(Stored data entries)
——
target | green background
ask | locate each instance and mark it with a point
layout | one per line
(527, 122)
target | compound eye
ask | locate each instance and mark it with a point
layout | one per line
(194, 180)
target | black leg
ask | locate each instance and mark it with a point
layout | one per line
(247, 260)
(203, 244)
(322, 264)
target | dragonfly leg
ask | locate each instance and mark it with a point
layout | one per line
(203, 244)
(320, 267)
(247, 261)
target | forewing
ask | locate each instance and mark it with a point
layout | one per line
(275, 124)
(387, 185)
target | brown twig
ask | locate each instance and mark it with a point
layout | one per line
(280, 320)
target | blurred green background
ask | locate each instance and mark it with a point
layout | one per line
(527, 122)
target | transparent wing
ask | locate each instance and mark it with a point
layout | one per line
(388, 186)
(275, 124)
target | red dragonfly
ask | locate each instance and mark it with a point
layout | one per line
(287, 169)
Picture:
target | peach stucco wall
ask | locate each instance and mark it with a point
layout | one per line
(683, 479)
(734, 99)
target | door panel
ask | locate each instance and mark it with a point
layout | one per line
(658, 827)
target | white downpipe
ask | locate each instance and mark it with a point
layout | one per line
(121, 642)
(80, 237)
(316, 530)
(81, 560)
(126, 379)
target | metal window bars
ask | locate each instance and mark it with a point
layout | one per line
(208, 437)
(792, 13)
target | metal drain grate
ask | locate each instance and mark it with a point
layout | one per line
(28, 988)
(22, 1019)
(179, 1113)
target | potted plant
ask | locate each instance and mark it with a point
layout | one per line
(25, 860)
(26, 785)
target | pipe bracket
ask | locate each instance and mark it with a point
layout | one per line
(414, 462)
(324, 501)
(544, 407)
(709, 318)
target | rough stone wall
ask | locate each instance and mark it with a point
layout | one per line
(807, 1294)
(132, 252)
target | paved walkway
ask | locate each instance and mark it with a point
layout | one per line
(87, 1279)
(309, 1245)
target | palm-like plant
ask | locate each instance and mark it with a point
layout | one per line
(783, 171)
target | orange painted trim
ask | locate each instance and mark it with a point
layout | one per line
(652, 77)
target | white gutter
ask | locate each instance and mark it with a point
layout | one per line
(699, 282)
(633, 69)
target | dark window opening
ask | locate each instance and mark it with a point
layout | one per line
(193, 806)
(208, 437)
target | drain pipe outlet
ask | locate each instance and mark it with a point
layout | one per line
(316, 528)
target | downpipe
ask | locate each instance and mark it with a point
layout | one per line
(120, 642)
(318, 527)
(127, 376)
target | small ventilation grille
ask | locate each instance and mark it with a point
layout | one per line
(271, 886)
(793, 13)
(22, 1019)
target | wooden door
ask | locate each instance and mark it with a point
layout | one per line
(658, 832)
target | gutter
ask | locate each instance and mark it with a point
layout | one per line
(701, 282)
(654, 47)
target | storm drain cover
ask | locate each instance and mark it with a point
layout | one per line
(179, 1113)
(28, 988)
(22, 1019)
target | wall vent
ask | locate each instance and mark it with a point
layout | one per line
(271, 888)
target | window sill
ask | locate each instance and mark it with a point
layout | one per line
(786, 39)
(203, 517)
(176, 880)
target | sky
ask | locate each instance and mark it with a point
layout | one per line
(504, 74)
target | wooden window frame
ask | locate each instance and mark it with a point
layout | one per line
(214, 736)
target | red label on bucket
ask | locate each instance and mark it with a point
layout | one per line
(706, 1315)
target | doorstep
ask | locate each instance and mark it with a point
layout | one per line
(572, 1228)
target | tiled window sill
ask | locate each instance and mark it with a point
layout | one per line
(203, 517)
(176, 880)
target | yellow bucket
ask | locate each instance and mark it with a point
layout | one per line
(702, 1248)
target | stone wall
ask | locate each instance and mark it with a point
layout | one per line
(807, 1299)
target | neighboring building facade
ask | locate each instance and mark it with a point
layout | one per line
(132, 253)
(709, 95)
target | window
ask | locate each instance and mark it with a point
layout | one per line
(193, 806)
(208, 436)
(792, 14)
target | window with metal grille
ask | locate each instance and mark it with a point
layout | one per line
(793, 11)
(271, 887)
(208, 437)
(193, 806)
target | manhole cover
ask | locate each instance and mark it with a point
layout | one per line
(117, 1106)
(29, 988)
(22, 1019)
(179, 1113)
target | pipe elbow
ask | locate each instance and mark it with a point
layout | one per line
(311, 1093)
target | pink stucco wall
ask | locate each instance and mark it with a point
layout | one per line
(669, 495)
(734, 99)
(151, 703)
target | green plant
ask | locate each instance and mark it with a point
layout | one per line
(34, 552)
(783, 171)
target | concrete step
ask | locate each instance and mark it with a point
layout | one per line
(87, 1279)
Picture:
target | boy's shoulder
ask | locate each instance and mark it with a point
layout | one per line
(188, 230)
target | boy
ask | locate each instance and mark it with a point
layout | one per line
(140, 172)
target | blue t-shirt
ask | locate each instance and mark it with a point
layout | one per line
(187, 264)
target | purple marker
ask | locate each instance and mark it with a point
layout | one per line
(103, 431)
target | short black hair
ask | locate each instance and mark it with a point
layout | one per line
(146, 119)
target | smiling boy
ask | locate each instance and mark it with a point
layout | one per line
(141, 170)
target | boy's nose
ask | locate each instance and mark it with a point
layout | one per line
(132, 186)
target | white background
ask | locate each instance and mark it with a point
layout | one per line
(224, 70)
——
## EXERCISE DESCRIPTION
Could you reproduce every one of the rows above, word for word?

## OUTPUT BELOW
target | green background
ask | locate each instance and mark it with a point
layout | one per line
(527, 122)
target | compound eye
ask | locate each instance and mark it with a point
layout | one per line
(194, 180)
target | black leg
ask | locate each instance and mark it with a point
layout | one per line
(247, 260)
(203, 244)
(322, 264)
target | dragonfly leg
ask | locate each instance and mark it with a point
layout | one per line
(203, 244)
(320, 267)
(247, 261)
target | forewing
ask | locate each instance and mark it with a point
layout | one per line
(275, 124)
(387, 185)
target | brown twig
ask | locate each instance and mark it with a point
layout | one per line
(280, 320)
target | blurred green background
ask | locate each instance and mark it with a point
layout | one per line
(527, 122)
target | transparent wing
ask | locate each instance and mark it with a point
layout | one per line
(388, 186)
(275, 124)
target | red dragonfly
ask | locate each instance and mark it with a point
layout | one per line
(287, 169)
Picture:
target | peach stucco wall
ask | locate each instance and mark it with a point
layout | one per line
(683, 479)
(734, 99)
target | door panel
ask | locate each instance and mark it with a point
layout | one per line
(658, 827)
target | white downpipe
ask | locate each instance and mark it with a point
layout | one per line
(121, 642)
(80, 237)
(316, 530)
(81, 560)
(126, 379)
target | metal window bars
ask | locate each instance and mark it with a point
layout | one per line
(208, 437)
(792, 13)
target | metal drain grate
ask | locate each instance and mark it with a point
layout | one per line
(28, 988)
(22, 1019)
(179, 1113)
target | potted plant
ask | locate each instance and mark it with a point
layout | one per line
(25, 860)
(26, 785)
target | pipe bracket
ask | locate each instance and mark it with a point
layout | one per line
(414, 462)
(324, 501)
(544, 407)
(709, 318)
target | rough stone wall
ask | locate each instance and mark it with a point
layout | one per line
(807, 1294)
(132, 252)
target | paved walkway
ask | locate each instance and mark it with a point
layout | one per line
(87, 1279)
(309, 1245)
target | palm-like plant
ask | locate each instance and mark it with a point
layout | one per line
(783, 171)
target | orange painted trim
ask | locate each instance and mark it with a point
layout | one per line
(652, 77)
target | white gutter
ask | locate each instance and mark it with a point
layout | one per line
(699, 282)
(633, 69)
target | dark window opening
ask | locate each instance and mark it with a point
layout | one per line
(193, 806)
(208, 437)
target | drain pipe outlet
ask | locate each instance and mark it with a point
layout | one per line
(316, 528)
target | downpipe
ask | locate each instance and mark it with a point
layout | one per line
(120, 642)
(318, 527)
(127, 376)
target | small ventilation grille
ask | locate each instance and mark it with a point
layout | one per line
(271, 886)
(793, 13)
(22, 1019)
target | wooden door
ask | locate each instance and mark it with a point
layout | one per line
(658, 832)
target | gutter
ask | locate each instance and mark it with a point
layout | one per line
(701, 282)
(654, 47)
target | storm drain cover
ask | locate each instance and mark it with a point
layout | one per line
(179, 1113)
(28, 988)
(22, 1019)
target | wall vent
ask | locate each instance and mark it with a point
layout | one per line
(271, 888)
target | window sill
ask | locate each instance and mark it with a point
layout | one per line
(786, 39)
(203, 517)
(176, 880)
target | sky
ask | locate each instance and mark it with a point
layout | one per line
(504, 74)
target | wooden window frame
ask | locate each instance and mark it with a point
layout | one per line
(214, 736)
target | red label on bucket
ask | locate each instance and mark it with a point
layout | one per line
(706, 1315)
target | doorstep
ask | locate each instance and mark it with a point
layout | one per line
(572, 1228)
target | tiled window sill
ask | locate each instance and mark it with a point
layout | one per line
(203, 517)
(176, 880)
target | yellow bucket
ask | locate each instance and mark it with a point
layout | one per line
(702, 1248)
target | stone wall
ask | locate each instance and mark it with a point
layout | one per line
(807, 1299)
target | neighboring building facade
ask | locate each instance and mark it with a point
layout | one per line
(132, 253)
(709, 95)
target | window
ask | locate each instance and mark it with a point
layout | one per line
(193, 806)
(208, 436)
(792, 14)
target | window with metal grille
ask | locate each instance and mark it with a point
layout | one per line
(793, 11)
(271, 887)
(208, 437)
(193, 806)
target | manhole cover
ask | locate each instance and mark it with a point
layout | one per line
(117, 1106)
(29, 988)
(22, 1019)
(179, 1113)
target | pipe elbow
ask | locate each instance and mark it with a point
layout | one per line
(311, 1093)
target | pink stucco wall
ask | locate each instance and mark it with a point
layout | one per line
(669, 495)
(734, 99)
(151, 703)
target | green plant
ask | locate each instance and mark it with a point
layout | one per line
(34, 552)
(783, 171)
target | concrete step
ask | locate each instance and mark it with a point
layout | one per line
(87, 1279)
Picture:
target | boy's shoulder
ask | locate each instance and mark it with a point
layout | one per line
(188, 230)
target | boy
ask | locate each instance and mark it with a point
layout | one per line
(140, 172)
target | blue t-shirt
ask | locate each instance and mark it with a point
layout | one per line
(187, 264)
target | purple marker
ask | locate each instance and mark it with a point
layout | one per line
(103, 431)
target | short black hair
ask | locate each instance and mark it with a point
layout | one per line
(146, 119)
target | smiling boy
ask | locate each instance and mark it with a point
layout | one per line
(141, 170)
target | boy's nose
ask | locate each instance and mark it with a point
layout | one per line
(132, 186)
target | white background
ask | locate each instance and mark it with a point
layout | one per line
(224, 70)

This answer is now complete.